===== Material supplied

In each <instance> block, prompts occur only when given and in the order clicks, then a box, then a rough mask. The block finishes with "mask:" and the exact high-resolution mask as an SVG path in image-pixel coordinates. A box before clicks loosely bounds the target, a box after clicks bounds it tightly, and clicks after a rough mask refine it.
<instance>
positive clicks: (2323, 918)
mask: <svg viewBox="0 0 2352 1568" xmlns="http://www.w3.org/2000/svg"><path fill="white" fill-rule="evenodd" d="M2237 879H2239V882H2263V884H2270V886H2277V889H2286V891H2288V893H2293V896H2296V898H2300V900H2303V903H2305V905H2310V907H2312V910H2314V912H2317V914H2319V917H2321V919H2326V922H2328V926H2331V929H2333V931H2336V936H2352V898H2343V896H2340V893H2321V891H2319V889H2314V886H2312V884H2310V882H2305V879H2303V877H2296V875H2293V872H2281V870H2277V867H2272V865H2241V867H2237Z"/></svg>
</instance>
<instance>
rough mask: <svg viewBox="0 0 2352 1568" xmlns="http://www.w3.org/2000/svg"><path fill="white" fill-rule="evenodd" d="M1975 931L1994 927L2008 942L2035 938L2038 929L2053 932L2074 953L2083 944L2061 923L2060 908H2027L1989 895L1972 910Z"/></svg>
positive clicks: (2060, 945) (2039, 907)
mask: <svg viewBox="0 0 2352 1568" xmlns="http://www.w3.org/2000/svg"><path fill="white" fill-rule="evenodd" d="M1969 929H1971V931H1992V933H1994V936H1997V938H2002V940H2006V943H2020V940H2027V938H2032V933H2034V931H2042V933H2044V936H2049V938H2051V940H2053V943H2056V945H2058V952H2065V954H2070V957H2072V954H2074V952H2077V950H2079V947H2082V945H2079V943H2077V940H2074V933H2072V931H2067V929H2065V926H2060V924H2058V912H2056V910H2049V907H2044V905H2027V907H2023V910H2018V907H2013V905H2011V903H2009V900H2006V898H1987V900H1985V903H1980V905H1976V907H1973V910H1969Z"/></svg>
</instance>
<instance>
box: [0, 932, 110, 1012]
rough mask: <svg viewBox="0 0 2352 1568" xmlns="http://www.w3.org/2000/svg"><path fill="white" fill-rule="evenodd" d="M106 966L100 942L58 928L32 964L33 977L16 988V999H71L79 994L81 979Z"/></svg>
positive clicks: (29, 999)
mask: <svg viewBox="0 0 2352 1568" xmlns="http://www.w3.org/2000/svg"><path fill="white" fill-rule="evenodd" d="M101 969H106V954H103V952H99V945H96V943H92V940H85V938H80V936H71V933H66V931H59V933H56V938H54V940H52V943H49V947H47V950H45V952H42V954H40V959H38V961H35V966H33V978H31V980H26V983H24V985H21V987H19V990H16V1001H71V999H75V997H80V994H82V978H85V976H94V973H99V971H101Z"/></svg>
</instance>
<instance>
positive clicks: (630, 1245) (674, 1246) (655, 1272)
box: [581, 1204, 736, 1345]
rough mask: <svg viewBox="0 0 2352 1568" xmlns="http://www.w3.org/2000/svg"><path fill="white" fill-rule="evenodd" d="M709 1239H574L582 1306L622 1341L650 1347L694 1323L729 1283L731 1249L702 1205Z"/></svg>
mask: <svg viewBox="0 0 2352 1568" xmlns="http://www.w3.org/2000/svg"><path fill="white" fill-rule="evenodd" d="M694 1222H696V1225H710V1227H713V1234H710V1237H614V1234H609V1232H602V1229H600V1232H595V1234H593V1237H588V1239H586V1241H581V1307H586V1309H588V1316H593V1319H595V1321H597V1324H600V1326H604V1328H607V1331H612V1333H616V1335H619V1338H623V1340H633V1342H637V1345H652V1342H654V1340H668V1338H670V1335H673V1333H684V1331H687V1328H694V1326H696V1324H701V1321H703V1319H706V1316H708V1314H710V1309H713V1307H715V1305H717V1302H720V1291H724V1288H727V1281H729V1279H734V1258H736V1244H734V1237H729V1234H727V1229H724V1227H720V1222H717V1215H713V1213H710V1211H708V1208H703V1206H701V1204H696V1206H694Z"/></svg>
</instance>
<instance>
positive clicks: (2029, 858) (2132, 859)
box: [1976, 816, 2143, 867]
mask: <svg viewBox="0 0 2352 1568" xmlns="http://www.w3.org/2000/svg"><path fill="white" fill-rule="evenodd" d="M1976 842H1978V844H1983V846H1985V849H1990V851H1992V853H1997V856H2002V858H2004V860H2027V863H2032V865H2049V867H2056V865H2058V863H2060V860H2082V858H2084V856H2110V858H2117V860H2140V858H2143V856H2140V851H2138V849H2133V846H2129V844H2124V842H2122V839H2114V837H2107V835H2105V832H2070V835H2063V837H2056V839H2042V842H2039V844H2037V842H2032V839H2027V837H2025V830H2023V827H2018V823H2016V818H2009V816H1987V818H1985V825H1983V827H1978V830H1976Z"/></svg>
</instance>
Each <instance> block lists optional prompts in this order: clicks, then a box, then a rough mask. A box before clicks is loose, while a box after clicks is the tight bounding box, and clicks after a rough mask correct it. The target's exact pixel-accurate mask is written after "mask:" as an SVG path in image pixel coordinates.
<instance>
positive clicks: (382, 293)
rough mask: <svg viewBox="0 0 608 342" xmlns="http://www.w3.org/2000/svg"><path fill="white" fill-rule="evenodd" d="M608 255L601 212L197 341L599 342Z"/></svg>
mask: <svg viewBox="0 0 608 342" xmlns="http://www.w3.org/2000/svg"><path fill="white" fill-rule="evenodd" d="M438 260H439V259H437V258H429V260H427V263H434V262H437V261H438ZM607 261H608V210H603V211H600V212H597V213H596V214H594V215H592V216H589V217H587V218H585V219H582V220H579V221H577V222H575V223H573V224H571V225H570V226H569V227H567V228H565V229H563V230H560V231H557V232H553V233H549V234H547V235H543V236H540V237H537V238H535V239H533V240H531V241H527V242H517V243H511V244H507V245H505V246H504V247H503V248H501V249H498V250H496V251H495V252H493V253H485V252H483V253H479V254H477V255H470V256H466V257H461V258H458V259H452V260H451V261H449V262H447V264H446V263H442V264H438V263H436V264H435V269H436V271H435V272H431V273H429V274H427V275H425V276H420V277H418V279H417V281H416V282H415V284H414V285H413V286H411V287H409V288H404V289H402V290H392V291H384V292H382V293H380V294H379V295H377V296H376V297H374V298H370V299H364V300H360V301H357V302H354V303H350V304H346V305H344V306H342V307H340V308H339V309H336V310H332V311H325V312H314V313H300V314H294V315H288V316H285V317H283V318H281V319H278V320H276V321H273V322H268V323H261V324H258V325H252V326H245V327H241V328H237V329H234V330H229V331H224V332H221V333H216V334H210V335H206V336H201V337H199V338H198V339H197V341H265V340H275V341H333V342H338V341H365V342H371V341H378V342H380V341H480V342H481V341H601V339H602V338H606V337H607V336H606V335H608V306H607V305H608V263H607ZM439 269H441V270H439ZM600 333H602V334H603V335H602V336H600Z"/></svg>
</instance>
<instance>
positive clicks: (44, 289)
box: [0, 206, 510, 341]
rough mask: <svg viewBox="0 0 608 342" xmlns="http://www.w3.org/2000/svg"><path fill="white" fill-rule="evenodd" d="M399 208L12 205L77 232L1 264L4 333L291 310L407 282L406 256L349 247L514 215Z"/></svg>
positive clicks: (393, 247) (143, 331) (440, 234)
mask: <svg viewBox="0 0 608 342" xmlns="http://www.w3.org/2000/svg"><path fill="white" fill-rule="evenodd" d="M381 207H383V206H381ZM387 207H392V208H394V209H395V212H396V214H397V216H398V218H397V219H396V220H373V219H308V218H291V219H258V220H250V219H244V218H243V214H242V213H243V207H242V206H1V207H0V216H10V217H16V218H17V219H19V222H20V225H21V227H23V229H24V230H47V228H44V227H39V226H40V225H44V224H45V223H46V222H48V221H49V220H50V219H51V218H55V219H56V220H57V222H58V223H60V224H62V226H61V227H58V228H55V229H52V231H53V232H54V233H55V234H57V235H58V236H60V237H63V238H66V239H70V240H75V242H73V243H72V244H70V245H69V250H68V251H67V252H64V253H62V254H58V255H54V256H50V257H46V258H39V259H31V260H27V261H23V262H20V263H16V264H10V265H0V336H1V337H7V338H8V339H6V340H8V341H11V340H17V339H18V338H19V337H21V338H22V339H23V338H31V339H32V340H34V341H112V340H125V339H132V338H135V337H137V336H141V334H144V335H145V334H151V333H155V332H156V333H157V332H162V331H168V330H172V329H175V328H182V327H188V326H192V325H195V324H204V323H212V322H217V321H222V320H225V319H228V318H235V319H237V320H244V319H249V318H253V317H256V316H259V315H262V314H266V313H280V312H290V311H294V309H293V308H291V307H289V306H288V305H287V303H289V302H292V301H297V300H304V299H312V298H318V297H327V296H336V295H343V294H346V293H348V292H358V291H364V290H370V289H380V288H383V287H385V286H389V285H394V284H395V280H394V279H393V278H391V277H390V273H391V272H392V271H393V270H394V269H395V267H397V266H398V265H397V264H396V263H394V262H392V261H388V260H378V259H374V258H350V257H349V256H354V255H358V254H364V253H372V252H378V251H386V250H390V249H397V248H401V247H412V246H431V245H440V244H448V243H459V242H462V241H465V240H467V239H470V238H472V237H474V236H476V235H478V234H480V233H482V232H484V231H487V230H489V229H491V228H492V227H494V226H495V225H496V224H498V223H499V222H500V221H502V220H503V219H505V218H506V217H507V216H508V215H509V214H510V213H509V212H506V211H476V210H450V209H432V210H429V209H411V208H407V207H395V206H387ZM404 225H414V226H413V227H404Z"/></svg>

==========

Problem details: Which lines above contain the word "block" with matching case? Copy each of them in full.

Answer box:
In each <instance> block, prompts occur only when given and in the order clicks, then a box, then a rough mask. The block finishes with "mask:" and the exact high-resolution mask as an SVG path in image-pixel coordinates. A box before clicks loosely bounds the target, a box after clicks bounds it tightly, and clicks after a rough mask refine it.
Each <instance> block lists optional prompts in this order: clicks, then a box, then a rough mask. A box before clicks is loose, while a box after clicks is the tight bounding box, and clicks after a rough mask correct it. The target's exact pixel-accurate mask is written after "mask:" as an SVG path in image pixel coordinates.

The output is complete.